/---
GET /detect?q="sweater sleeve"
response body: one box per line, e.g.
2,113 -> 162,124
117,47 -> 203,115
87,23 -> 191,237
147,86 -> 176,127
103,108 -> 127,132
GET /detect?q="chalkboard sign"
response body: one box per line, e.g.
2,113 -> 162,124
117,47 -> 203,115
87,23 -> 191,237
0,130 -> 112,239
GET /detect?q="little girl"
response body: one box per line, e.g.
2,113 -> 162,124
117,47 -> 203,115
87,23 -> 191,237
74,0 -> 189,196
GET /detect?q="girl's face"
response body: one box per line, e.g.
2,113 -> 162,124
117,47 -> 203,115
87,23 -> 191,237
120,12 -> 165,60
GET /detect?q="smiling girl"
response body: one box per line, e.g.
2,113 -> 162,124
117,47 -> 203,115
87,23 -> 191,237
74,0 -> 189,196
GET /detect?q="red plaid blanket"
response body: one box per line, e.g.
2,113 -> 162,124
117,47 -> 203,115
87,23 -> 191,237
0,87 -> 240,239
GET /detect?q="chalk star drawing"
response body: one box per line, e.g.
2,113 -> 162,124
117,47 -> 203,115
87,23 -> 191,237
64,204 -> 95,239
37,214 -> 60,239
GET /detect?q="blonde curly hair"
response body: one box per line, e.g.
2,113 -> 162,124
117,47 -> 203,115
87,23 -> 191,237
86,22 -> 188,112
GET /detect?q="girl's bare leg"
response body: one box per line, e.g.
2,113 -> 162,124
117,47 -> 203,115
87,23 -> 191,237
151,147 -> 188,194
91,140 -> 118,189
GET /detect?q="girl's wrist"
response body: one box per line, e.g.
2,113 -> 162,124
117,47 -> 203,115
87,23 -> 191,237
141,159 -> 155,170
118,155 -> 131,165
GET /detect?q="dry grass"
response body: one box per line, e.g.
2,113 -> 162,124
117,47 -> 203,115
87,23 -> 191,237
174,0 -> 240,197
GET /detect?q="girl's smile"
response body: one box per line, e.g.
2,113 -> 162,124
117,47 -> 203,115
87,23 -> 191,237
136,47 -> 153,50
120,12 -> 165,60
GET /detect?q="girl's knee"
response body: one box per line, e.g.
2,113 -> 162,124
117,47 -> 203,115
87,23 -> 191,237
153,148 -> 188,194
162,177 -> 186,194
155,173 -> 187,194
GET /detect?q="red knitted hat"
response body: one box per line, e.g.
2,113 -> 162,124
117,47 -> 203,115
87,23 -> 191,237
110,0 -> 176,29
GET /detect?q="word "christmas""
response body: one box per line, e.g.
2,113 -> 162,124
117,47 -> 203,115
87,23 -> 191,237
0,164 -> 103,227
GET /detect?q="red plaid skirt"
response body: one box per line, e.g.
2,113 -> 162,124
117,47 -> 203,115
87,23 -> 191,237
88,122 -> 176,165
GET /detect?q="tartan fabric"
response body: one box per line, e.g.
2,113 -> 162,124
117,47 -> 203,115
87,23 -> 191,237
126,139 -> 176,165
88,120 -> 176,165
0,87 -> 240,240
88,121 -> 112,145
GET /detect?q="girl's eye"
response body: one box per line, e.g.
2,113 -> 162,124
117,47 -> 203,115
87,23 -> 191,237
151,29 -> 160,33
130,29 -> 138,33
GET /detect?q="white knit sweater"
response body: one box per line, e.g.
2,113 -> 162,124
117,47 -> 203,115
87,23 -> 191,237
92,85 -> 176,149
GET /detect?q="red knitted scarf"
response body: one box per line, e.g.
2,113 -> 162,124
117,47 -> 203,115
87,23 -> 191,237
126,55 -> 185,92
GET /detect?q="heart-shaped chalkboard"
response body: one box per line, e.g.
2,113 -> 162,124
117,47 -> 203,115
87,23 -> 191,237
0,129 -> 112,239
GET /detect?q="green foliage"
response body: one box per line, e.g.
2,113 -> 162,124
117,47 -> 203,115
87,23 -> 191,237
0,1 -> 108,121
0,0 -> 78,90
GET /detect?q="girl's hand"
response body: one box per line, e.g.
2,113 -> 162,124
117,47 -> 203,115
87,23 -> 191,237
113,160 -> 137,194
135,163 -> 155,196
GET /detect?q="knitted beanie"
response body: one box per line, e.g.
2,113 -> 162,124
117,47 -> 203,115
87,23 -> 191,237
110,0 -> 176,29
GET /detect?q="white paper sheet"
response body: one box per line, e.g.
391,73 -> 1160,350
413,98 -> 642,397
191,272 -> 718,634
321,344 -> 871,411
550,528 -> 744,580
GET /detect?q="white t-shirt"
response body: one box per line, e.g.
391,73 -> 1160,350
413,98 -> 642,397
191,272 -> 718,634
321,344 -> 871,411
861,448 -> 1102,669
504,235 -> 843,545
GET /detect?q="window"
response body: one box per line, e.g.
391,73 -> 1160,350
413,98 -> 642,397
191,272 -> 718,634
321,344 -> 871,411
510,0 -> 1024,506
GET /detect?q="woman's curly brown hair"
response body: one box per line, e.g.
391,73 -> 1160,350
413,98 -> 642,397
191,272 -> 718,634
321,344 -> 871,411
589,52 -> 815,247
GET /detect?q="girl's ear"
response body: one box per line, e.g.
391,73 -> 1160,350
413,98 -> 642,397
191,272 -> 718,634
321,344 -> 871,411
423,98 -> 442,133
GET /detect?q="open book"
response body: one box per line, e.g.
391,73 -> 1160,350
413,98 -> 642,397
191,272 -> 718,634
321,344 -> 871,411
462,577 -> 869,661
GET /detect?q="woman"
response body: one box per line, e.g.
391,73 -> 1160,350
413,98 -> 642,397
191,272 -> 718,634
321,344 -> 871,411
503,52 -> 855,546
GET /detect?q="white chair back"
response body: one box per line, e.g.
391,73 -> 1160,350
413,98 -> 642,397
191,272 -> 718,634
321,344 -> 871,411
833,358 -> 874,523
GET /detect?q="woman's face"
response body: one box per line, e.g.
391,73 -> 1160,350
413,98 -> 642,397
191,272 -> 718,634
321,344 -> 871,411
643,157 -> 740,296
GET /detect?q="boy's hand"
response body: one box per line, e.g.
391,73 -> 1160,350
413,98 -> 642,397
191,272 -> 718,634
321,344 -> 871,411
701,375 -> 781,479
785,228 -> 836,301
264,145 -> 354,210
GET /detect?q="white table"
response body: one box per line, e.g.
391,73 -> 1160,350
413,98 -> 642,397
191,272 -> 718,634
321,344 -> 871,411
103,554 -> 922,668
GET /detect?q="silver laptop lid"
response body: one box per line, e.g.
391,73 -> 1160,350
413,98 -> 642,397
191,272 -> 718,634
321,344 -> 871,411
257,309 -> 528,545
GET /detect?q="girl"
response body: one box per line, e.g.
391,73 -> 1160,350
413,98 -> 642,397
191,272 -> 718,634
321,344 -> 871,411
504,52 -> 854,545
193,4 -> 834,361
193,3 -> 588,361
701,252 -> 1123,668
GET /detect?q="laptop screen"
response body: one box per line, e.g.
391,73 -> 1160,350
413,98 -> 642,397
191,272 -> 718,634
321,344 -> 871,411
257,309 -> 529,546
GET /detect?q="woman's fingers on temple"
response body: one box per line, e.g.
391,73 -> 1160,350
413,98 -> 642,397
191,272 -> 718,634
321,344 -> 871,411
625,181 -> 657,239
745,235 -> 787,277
\---
_Task objective_:
Each line of the entries holding the string "laptop" should be found and copied.

_Output for this exercise_:
GET /detect?q="silver laptop lid"
GET /detect?q="laptop screen"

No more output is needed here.